━━━━━ INFORMATION PROVIDED ━━━━━

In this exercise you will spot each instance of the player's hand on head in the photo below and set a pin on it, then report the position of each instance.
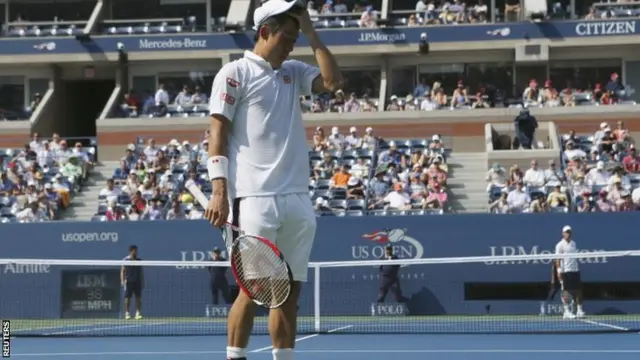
(306, 25)
(217, 210)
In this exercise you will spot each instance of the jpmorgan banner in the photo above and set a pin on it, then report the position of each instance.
(34, 291)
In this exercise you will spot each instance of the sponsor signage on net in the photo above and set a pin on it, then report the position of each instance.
(172, 44)
(535, 250)
(596, 28)
(389, 309)
(381, 37)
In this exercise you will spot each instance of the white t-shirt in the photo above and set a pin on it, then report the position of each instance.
(267, 149)
(567, 265)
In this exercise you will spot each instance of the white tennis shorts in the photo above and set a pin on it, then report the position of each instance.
(289, 221)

━━━━━

▸ TASK GOAL
Render all of the material above as a two-column CSV with the headers "text" and "answer". Give one row for each paragraph of wording, putting that paragraph and the coordinates listed under it each in a single quoted field with line breaks replaced by spaces, and omit the pictures.

▸ EXERCISE SOLUTION
text,answer
"In this exercise you will spot each instance of the player's hand on head in the photo below and set a pin on it, then report the position of each instance.","(306, 25) (217, 210)"
"In this exercise you will spot each instance of the jpmorgan banner in the photo above and set a pin on it, then report the position of each instance.","(34, 291)"
"In this exercise you will spot each instance of the sponsor signage on net in the photo above and set a pin on it, then report the position of each instance.","(172, 44) (535, 250) (596, 28) (389, 309) (381, 37)"
"In this exercise you will spot each instance of the white t-shirt in the photo above and set a pin on it, then report the position of each instance.","(267, 149) (567, 265)"
"In this exercise you will spot each instance of the white tennis shorts in the photo above and set a pin on it, then report the position of each instance.","(289, 221)"